● Instructions for the task: Can you locate every line in the items below that contains the string "ceiling" and copy each one out? Case counts.

╔══

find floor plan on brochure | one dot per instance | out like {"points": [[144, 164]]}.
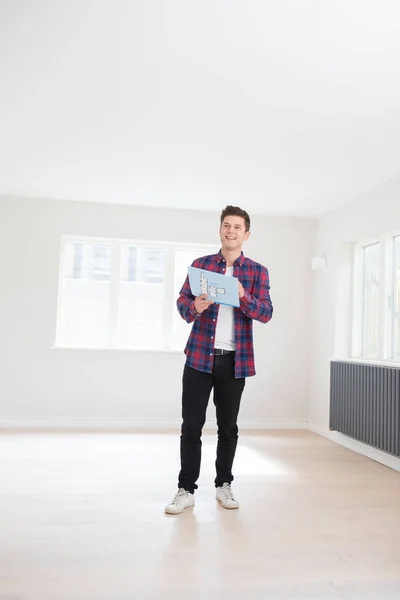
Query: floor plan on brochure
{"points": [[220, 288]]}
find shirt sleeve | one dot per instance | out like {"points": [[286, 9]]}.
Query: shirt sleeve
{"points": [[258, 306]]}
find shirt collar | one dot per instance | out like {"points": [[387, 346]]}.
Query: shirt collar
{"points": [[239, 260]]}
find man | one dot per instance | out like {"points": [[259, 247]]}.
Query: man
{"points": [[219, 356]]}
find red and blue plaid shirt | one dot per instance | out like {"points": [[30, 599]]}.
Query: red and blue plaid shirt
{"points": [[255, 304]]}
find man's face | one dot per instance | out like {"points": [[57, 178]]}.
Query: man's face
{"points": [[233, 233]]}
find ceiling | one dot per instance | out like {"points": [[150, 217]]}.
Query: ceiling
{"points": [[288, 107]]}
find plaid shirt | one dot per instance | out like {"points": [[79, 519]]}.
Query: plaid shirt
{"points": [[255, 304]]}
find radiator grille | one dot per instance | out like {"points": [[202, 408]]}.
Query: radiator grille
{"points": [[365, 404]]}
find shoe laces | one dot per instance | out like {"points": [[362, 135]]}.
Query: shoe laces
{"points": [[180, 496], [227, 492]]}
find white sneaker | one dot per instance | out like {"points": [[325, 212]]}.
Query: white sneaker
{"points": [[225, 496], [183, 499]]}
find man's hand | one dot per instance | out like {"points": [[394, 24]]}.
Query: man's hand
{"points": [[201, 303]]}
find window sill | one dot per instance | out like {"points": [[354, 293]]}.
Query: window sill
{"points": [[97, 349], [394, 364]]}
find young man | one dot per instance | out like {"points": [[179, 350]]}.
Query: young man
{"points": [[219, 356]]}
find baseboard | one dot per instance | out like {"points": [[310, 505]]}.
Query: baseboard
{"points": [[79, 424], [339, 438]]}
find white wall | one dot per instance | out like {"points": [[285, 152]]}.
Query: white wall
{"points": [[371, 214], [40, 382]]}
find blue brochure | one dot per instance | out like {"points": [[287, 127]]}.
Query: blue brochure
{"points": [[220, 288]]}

╚══
╔══

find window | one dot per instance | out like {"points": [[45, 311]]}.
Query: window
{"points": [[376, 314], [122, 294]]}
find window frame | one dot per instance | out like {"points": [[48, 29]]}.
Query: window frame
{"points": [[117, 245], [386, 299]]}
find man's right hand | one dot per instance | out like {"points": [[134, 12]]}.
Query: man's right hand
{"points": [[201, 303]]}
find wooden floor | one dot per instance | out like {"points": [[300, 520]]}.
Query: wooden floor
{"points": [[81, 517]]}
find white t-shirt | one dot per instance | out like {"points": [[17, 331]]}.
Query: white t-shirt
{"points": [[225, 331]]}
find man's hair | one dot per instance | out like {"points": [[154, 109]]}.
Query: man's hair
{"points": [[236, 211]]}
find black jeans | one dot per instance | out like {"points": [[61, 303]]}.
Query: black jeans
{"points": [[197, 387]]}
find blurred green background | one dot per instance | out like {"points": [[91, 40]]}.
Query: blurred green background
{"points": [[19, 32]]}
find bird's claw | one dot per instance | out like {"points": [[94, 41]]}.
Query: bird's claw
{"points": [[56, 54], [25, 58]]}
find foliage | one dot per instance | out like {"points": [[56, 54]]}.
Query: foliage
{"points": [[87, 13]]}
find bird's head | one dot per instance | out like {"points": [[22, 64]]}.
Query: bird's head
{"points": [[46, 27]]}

╚══
╔══

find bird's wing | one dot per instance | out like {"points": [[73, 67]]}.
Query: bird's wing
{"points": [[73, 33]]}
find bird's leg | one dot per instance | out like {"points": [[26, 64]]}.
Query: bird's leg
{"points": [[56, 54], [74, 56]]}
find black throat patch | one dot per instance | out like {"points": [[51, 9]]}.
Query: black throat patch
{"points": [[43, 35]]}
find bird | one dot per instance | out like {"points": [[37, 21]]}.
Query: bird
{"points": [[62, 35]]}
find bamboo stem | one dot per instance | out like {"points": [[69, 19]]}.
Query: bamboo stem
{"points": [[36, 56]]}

╚══

● Solution to this problem:
find ceiling | one dot per instance | out like {"points": [[150, 217]]}.
Query: ceiling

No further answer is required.